**EXERCISE DETAILS**
Can you copy the passage of the Pennsylvania corruption article from "Will Wolf or" up to and including "of the majority." word for word?

**PASSAGE PROVIDED**
Will Wolf or Wagner work to make Pa. less corrupt?

(York Daily Record – William A. Faron) “Corruption is a crime against humanity.”  Like a cancer that weakens the body, corruption robs a society of its vital assets in order to benefit a select few at the expense of the majority.

In the article “15 States Most Corrupt in America for 2017,” Eric Schaal says about Pennsylvania: “Call this state the home of gerrymandering, bribery, and other corruption. The Keystone State suffers from a tradition of corruption, especially in the capital. Governor Tom Wolf, who took the helm in 2015, has tried to clean up this mess, only to be handcuffed by the legislature.”

Harvard University Center for Ethics lists corruption on a scale of 1 to 5, with 5 being extremely common. Harvard separates the Executive and Legislative branches giving Pennsylvania Executive branch a 2.5 and Legislative branch a 4 for Very Common for corruption.

**DATA LISTING**
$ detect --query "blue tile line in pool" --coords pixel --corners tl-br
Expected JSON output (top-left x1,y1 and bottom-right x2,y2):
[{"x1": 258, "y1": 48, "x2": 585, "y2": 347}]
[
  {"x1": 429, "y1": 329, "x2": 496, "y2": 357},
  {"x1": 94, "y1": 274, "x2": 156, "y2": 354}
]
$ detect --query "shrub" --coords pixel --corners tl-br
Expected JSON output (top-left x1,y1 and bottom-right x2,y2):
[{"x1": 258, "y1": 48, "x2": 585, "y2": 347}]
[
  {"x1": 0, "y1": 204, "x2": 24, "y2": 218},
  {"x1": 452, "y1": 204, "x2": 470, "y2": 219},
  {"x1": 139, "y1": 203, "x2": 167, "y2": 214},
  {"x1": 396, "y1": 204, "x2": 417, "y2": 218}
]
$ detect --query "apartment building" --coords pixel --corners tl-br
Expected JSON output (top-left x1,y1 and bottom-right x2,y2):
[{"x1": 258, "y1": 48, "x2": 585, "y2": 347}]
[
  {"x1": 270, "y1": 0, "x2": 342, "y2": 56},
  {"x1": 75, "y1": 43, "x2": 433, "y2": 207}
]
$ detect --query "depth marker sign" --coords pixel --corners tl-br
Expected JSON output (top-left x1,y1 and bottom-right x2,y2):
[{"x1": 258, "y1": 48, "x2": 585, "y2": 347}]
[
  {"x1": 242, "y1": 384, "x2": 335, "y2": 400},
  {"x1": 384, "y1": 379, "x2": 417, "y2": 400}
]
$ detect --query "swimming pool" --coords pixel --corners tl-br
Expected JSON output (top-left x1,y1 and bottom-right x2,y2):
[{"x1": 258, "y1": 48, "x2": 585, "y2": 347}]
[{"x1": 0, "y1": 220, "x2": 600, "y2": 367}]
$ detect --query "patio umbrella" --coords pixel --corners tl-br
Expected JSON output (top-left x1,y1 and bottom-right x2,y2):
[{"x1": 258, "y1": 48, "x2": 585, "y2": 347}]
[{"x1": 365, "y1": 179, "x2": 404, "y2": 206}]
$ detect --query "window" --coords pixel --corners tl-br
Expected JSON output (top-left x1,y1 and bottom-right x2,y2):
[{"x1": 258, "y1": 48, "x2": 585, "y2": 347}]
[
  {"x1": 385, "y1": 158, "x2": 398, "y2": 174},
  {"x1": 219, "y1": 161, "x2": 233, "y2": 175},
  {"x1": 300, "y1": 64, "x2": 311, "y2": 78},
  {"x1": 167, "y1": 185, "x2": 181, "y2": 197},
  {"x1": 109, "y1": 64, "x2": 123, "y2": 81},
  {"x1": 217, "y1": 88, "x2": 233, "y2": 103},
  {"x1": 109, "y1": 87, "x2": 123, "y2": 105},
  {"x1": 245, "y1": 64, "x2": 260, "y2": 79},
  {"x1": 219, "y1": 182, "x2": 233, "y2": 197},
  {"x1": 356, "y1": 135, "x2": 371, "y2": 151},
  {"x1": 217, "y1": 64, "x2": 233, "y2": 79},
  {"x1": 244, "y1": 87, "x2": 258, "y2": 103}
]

**SOLUTION FOR THIS PROBLEM**
Will Wolf or Wagner work to make Pa. less corrupt?

(York Daily Record – William A. Faron) “Corruption is a crime against humanity.”  Like a cancer that weakens the body, corruption robs a society of its vital assets in order to benefit a select few at the expense of the majority.